124x Slower: What PyTorch DataLoader Actually Does at the Kernel Level

TL;DR

PyTorch’s DataLoader can be 50-124x slower than direct tensor indexing for in-memory GPU workloads. We reproduced a real PyTorch issue on an RTX 4090 and traced every CUDA API call and Linux kernel event to find the root cause. The GPU wasn’t slow – it was starving. DataLoader workers generated 200,000 CPU context switches and 300,000 page allocations in 40 seconds, leaving the GPU waiting an average of 301ms per data transfer that should take microseconds.

The Problem

A PyTorch user reported that DataLoader was 7-22x slower than direct tensor indexing for a simple MLP inference workload. Even with num_workers=12, pin_memory=True, and prefetch_factor=12, the gap remained massive. GPU utilization sat at 10-20%.

We reproduced it. The gap was even worse on our hardware:

MethodTimevs Direct
Direct tensor indexing0.39s1x
DataLoader (shuffle=True)48.49s124x slower
DataLoader (optimized, 4 workers, pin_memory)43.29s111x slower

The workload is trivial: 7M samples, 100 features, 2-layer MLP, batch size 1M. The model processes a batch in milliseconds. So where does the time go?

What nvidia-smi Shows

Nothing useful. GPU utilization flickers between 0% and 30%. Memory usage is stable. Temperature is fine. The GPU is clearly underutilized, but nvidia-smi can’t explain why.

What torch.profiler Shows

The reporter tried PyTorch’s built-in profiler and “obtained no meaningful trace data.” This is a common frustration – application-level profilers can show what CUDA kernels are running, but they cannot see the host-side scheduling, memory, and process lifecycle events that determine whether data arrives at the GPU on time.

What Kernel-Level Tracing Shows

We ran the benchmark while tracing both CUDA API calls (via eBPF uprobes on libcudart.so) and Linux kernel events (scheduler context switches, memory page allocations, process forks) simultaneously. The results tell the complete story.

4 HIGH-severity causal chains

The causal chain engine detected 4 high-severity patterns, all with the same root cause:

[HIGH] cudaStreamSync p99=42ms (1,638x p50=25µs)  -  CPU 100% + 1,880 sched_switch events
  Timeline:
    [SYSTEM]  CPU 100%
    [HOST  ]  1,880 context switches (21s off-CPU)
    [CUDA  ]  p99=42ms (1,638x p50=25µs)
  Root cause: DataLoader workers fighting for CPU, massive page allocation pressure

[HIGH] cudaLaunchKernel p99=24.67ms (349x p50=70µs)  -  CPU 100%
  Root: 34 sched_switch events

[HIGH] cuMemAlloc p99=627µs (4.0x p50)  -  CPU 100%
[HIGH] cuLaunchKernel p99=106µs (4.0x p50)  -  CPU 100%

The cudaStreamSync p99 is 1,638 times the p50. That’s not GPU slowness – that’s the GPU waiting for data that never arrives on time.
================================
» **DIRECTION 1**
In the listing, rescale the stretch from the line containing "Task: indicate one point on every instance of the concrete" through the line containing "Task: indicate one point on every instance of the bush". Give only those lines again, every line included, with each coordinate value multiplied by 0.95 and rounded to a whole number, halves rounding up.
The article above and the listing have no connection to each other.

» **PROVIDED DATA**
================================
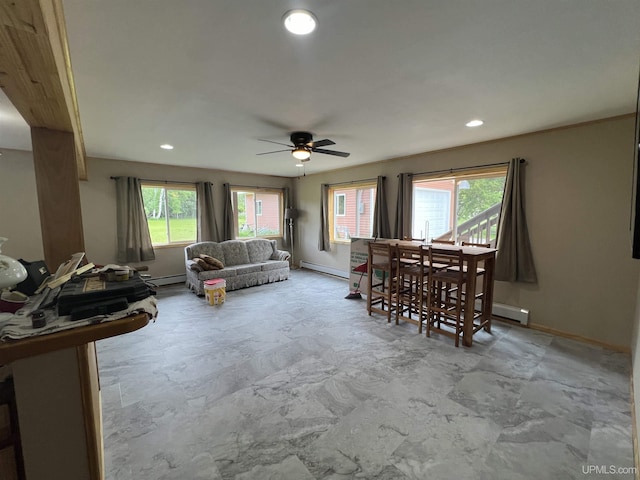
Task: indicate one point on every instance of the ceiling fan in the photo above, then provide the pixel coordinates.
================================
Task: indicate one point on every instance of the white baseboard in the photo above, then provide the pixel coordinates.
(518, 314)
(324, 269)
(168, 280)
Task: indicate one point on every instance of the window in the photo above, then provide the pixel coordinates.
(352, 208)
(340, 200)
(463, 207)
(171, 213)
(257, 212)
================================
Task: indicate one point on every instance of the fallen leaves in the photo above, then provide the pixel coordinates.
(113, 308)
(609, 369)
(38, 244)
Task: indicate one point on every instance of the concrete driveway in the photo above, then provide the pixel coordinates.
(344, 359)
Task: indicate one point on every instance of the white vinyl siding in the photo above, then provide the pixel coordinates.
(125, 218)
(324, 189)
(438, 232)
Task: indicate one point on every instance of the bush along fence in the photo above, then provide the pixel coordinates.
================================
» **DIRECTION 2**
In the article on DataLoader slowdowns, rewrite the paragraph beginning "PyTorch’s DataLoader can be 50-124x slower" as a short bulleted list that keeps its main facts.

» **RESULT 1**
Task: indicate one point on every instance of the concrete driveway in the photo above, then provide the pixel coordinates.
(327, 341)
Task: indicate one point on every instance of the white vinyl siding in the photo above, then provide the pixel coordinates.
(119, 207)
(308, 180)
(416, 220)
Task: indicate one point on every instance of the bush along fence in the photo above, then provide the pixel coordinates.

» **RESULT 2**
- PyTorch’s DataLoader can be 50-124x slower than direct tensor indexing for in-memory GPU workloads.
- A real PyTorch issue was reproduced on an RTX 4090, and every CUDA API call and Linux kernel event was traced.
- The GPU was not slow but starving.
- In 40 seconds, DataLoader workers generated 200,000 CPU context switches and 300,000 page allocations.
- The GPU waited an average of 301ms per data transfer that should take microseconds.